§ Set task 1
Transcribe the part of the poetry blog entry from "Okay, here we" to "is so unpredictable.)".
§ Set task 2
Using the poetry blog entry, state whether each statement agrees with it, answering yes or no and quoting the deciding words. (a) The writer's paragraph on the Hryciuk poem dates from about twenty years ago. (b) Marshall Hryciuk is called an American haiku master. (c) The writer explains that "et" is Latin for "and."

August 24, 2013 | 6
Editor’s note (11/7/13): Find the entry point and new posts of Bob Grumman’s M@h*(pOet)?ica at http://poeticks.com/
I’ve been suffering from writer’s block lately. Can’t seem to get nuttin’ done. So I’m going to do something different for this entry–at least I think it’s different. Others may not be able to tell it from my usual practice. What I’m going to do is bounce through a fairly large and varied assortment of works and, as I go, babble–that is, not try desperately to say something meaningful, but just maybe say something about each work. I’m going with the theory that fear of failure to say anything intelligent about these works is what is causing my block. My remedy is to establish in advance that I isn’t trying to say anything intelligent, jus’ playin’ around, so don’t criticize!
Okay, here we go with a . . . punctuational mathexpressive haiku by Canadian haiku master, LeRoy Gorman, perhaps the only poem in the world consisting of nothing but punctuation marks and an exponent! (Gee, I really thought I was just playin’ around but that was incredibly intelligent! The human mind is so unpredictable.)
Unable to recall the title of LeRoy’s1 piece, I went through old essays of mine looking for one I’d said something about his poem in, in the process finding the next poem, which is by Marshall Hryciuk, also by chance a Canadian haiku master:
With the Hryciuk piece was a paragraph of mine about it (from something like twenty years ago) which I am now going to quote, which is a much better way around a block than babble! Here’s the paragraph:
Marshall Hryciuk has with his “fortyfirst verse” composed a highly philosophical poem that I don’t fully follow, but its E t reminds me of bp Nichol’s “AND” (“et” being Latin for “and”), and it is clearly about the eternal “and” that existence is, and about the how-ness2 of that eternal existence, with details about its variety showing in its sundry versions of E. As a 3, twice shown under a short horizontal line, it suggests the equation, eternity as some kind of arithmetic problem.
Not that giving me a way around my block isn’t a good excuse for quoting the preceding, but my real reason for that it is simply to get a fine poem by a fine too-little-known poet out where people who might otherwise never run into his work can see it. I think my mentioning the hint of arithmetic in Marshall’s poem makes what I wrote it worthy of quotation here, though. That hint wideningly ands (spelling intentional) the poem’s “et” in an unexpected way to carry out a prime aim of the best poetry, which is jarring the reader into fuller focus (unless it loses him, which is the risk all the deepest poems take). And it gives the poem a bit of clear-brainedness to counter its lean into pure gush.

§ Provided records

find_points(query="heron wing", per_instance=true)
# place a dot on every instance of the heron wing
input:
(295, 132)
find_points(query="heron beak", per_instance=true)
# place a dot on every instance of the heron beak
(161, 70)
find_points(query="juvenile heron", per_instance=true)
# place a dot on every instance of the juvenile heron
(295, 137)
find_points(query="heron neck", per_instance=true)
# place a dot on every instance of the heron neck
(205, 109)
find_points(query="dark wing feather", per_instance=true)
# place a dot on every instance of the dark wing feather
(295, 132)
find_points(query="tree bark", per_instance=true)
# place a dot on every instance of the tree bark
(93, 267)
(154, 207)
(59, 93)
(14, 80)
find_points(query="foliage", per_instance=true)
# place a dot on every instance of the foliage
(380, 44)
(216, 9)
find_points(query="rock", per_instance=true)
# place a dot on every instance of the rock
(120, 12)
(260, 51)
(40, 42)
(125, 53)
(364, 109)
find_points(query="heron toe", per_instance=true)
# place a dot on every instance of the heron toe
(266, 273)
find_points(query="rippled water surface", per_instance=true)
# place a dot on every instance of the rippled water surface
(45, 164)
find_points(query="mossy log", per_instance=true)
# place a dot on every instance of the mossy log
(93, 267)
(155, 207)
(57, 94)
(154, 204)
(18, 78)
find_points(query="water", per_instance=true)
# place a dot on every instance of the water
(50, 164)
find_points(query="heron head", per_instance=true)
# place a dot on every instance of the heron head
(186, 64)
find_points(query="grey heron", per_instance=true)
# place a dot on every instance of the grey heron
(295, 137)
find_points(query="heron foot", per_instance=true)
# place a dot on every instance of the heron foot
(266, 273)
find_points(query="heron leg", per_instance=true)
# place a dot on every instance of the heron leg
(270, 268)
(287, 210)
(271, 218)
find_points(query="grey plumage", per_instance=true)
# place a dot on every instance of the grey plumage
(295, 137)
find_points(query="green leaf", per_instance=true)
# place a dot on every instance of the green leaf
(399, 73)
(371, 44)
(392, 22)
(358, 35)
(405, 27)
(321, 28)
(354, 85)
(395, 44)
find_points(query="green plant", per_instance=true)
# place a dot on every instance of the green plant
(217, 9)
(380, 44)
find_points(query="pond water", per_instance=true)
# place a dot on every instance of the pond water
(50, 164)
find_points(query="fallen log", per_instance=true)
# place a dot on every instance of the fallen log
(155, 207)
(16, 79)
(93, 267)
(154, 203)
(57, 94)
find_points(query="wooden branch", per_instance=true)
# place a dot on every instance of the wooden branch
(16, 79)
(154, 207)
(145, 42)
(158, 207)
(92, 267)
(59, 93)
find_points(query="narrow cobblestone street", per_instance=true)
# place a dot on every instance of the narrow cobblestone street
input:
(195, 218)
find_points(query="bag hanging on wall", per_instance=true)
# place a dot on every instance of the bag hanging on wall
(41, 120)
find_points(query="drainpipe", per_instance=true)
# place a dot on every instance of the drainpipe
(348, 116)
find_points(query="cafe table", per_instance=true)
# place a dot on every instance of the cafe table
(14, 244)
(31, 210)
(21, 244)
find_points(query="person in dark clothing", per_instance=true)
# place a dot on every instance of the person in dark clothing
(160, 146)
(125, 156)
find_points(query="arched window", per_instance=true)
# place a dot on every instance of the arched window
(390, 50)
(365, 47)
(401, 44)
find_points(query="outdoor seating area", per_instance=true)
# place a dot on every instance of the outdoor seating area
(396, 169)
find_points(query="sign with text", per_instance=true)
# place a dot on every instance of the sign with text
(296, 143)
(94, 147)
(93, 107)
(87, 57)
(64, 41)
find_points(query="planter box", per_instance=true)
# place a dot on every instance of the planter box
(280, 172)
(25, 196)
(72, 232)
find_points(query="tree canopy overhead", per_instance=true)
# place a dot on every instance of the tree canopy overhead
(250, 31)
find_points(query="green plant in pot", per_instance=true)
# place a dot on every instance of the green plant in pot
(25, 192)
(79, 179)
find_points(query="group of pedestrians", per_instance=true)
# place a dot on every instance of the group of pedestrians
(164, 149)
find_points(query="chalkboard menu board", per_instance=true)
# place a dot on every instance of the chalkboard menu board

§ Task result 1
Okay, here we go with a . . . punctuational mathexpressive haiku by Canadian haiku master, LeRoy Gorman, perhaps the only poem in the world consisting of nothing but punctuation marks and an exponent! (Gee, I really thought I was just playin’ around but that was incredibly intelligent! The human mind is so unpredictable.)

§ Task result 2
(a) Yes: "from something like twenty years ago"
(b) No: "also by chance a Canadian haiku master"
(c) Yes: "“et” being Latin for “and”"